Üçüncü kitabımı, daha doğrusu ikinci kurgu romanımı yazmaya başladım. İkinci çocuklar için ve önümüzdeki yıl geliyor. Ancak bu defa yetişkinlere yönelik ve bana çok heyecan veren bir konu üzerinde çalışıyorum.
Biliyorum, bu aralar herkes kitap çıkarır oldu. Atarlı-giderli tuhaf deklarasyonlar… Hüzünlü bir ses tonu ile okunan bol üç noktalı insta-şiirler… Her işe el atayımcıların çok geniş konu başlıklı uzmanlık “yapıtları”… Edebiyatta o kadar büyük bir kirlilik var ki yeni çıkan kitaplara oldukça mesafeli yaklaşır olduk. Ancak bir de yazmaya ve okumaya ciddi ciddi sevdalanmış bir kesim var. İşte onlar, karşılarına çıkmaktan onur duyacağım insanlar.
Geçenlerde genç bir kadın ile sohbet ettik. Bana yazmaya olan aşkından söz etti. Bu yönde bir gelecek hayali kurmaya başlamış.
Düşündüm. Ben yazmaya ne zaman başladım? Bir öykü, bir roman yazmaya ne zaman karar verdim? Ben ne zaman bir yazar olmak istedim?
■ ■ ■ ■ ■
- Görev A
Okuma parçasında "Biliyorum, bu aralar" sözleriyle başlayıp "hayali kurmaya başlamış." sözlerine kadar devam eden bölümü aynen yazın.
- Görev B
Okuma parçasında "Biliyorum, bu aralar herkes kitap çıkarır oldu" diye başlayan paragrafı, ana bilgilerini koruyarak lütfen madde madde yeniden yazın.
- Görev C
Okuma parçasına göre anlatıcının şu anda üzerinde çalıştığı kitap hangi okur kitlesine yönelik?

Bir koleksiyondan çıkarılan veriler:
■ ■ ■ ■ ■
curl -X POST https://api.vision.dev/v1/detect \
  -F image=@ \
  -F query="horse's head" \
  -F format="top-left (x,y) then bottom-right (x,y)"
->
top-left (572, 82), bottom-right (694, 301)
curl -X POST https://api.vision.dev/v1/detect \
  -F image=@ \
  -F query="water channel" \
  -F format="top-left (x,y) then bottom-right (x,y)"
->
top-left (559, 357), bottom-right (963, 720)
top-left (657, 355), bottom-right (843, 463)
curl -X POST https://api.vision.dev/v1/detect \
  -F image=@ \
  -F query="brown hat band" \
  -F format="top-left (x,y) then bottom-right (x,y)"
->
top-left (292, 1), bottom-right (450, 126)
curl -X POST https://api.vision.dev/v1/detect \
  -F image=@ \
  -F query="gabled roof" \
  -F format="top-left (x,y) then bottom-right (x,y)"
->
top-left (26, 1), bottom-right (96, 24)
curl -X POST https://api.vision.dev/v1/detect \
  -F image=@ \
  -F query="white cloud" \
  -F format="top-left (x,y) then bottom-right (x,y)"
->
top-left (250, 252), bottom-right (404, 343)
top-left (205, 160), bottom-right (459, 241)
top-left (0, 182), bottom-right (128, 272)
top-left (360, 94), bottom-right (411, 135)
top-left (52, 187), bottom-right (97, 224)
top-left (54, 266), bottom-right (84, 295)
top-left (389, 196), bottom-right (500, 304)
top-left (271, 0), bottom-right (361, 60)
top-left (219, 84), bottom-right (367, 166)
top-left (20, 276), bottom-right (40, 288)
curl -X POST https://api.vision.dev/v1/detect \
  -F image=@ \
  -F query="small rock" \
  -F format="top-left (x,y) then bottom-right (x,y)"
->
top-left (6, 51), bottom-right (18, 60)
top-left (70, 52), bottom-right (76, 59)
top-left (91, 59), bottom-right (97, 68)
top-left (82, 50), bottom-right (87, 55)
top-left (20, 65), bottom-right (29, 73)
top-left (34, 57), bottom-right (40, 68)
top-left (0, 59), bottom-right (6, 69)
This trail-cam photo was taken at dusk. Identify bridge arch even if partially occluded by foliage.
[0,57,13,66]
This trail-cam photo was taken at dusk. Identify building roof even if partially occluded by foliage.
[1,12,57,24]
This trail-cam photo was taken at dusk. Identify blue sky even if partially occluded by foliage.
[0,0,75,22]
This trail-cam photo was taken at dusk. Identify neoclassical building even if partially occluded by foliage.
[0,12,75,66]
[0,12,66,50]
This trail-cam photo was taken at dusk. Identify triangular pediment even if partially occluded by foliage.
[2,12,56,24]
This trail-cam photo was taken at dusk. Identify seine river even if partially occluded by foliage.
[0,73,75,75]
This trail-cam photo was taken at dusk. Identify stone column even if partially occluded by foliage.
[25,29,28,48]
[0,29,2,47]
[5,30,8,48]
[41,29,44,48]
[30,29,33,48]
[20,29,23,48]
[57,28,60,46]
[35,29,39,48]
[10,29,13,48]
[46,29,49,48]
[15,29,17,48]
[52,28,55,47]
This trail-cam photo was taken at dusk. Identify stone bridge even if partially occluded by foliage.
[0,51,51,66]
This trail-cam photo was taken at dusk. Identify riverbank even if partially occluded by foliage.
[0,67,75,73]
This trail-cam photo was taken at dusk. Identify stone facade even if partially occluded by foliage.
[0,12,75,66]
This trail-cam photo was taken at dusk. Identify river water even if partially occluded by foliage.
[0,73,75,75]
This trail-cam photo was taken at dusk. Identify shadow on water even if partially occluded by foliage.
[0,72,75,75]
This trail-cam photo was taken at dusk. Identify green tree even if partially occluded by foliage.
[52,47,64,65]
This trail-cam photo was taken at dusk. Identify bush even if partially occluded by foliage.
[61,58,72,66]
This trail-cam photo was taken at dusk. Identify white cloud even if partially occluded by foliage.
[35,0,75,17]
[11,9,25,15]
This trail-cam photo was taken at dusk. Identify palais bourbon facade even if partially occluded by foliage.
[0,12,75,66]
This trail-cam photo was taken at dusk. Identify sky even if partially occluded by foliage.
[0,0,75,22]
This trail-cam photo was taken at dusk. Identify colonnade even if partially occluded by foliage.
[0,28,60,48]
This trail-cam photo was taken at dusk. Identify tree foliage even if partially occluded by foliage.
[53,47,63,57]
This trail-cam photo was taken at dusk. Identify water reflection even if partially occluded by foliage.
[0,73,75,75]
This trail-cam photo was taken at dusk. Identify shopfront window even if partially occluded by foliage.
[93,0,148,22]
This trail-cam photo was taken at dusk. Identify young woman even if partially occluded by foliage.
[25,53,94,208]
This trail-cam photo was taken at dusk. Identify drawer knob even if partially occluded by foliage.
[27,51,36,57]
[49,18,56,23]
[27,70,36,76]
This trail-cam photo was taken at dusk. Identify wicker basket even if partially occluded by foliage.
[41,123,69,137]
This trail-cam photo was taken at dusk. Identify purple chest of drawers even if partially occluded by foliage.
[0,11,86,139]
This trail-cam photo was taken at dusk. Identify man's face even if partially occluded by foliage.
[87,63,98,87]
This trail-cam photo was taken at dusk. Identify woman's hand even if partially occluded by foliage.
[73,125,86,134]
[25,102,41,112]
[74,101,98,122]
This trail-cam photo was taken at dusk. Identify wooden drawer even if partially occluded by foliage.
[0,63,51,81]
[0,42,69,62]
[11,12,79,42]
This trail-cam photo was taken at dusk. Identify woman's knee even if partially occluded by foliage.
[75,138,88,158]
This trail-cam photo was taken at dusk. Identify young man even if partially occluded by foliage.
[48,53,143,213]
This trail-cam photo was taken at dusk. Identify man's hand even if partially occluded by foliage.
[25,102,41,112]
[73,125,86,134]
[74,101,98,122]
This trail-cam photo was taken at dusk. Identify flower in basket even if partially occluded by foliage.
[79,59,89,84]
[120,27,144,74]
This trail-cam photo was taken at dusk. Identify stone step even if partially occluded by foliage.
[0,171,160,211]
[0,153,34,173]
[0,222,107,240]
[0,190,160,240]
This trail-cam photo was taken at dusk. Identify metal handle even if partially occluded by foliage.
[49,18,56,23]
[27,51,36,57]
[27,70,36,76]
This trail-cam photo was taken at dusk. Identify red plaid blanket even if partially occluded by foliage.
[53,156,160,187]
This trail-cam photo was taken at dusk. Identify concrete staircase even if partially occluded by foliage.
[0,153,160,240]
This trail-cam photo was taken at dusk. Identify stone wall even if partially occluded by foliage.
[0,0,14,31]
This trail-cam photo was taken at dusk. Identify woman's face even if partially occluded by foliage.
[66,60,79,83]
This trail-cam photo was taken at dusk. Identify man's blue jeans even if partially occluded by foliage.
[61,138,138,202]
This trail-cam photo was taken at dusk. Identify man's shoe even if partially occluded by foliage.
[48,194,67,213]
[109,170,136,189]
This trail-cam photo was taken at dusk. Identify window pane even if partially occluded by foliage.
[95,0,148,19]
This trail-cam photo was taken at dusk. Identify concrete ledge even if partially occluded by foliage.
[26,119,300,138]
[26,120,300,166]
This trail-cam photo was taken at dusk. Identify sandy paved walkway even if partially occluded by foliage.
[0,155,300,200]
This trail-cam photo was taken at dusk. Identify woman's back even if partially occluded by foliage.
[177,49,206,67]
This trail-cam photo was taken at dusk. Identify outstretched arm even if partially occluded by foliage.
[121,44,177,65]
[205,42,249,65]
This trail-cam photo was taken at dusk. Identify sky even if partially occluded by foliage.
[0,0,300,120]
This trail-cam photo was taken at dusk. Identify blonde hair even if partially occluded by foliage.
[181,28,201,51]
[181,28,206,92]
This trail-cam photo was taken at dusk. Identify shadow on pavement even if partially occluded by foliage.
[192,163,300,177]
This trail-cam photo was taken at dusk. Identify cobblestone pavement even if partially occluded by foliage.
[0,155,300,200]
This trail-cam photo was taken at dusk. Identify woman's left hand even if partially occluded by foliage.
■ ■ ■ ■ ■
- Yazılı Yanıt A
Biliyorum, bu aralar herkes kitap çıkarır oldu. Atarlı-giderli tuhaf deklarasyonlar… Hüzünlü bir ses tonu ile okunan bol üç noktalı insta-şiirler… Her işe el atayımcıların çok geniş konu başlıklı uzmanlık “yapıtları”… Edebiyatta o kadar büyük bir kirlilik var ki yeni çıkan kitaplara oldukça mesafeli yaklaşır olduk. Ancak bir de yazmaya ve okumaya ciddi ciddi sevdalanmış bir kesim var. İşte onlar, karşılarına çıkmaktan onur duyacağım insanlar.
Geçenlerde genç bir kadın ile sohbet ettik. Bana yazmaya olan aşkından söz etti. Bu yönde bir gelecek hayali kurmaya başlamış.

- Yazılı Yanıt B
- Bu aralar herkes kitap çıkarır oldu.
- Atarlı-giderli tuhaf deklarasyonlar, hüzünlü bir ses tonuyla okunan bol üç noktalı insta-şiirler ve her işe el atanların çok geniş konulu uzmanlık "yapıtları" ortada.
- Edebiyattaki büyük kirlilik yüzünden yeni çıkan kitaplara oldukça mesafeli yaklaşılıyor.
- Yine de yazmaya ve okumaya ciddi ciddi sevdalanmış bir kesim var.
- Anlatıcı, bu insanların karşısına çıkmaktan onur duyacak.

- Yazılı Yanıt C
Yetişkinlere yönelik.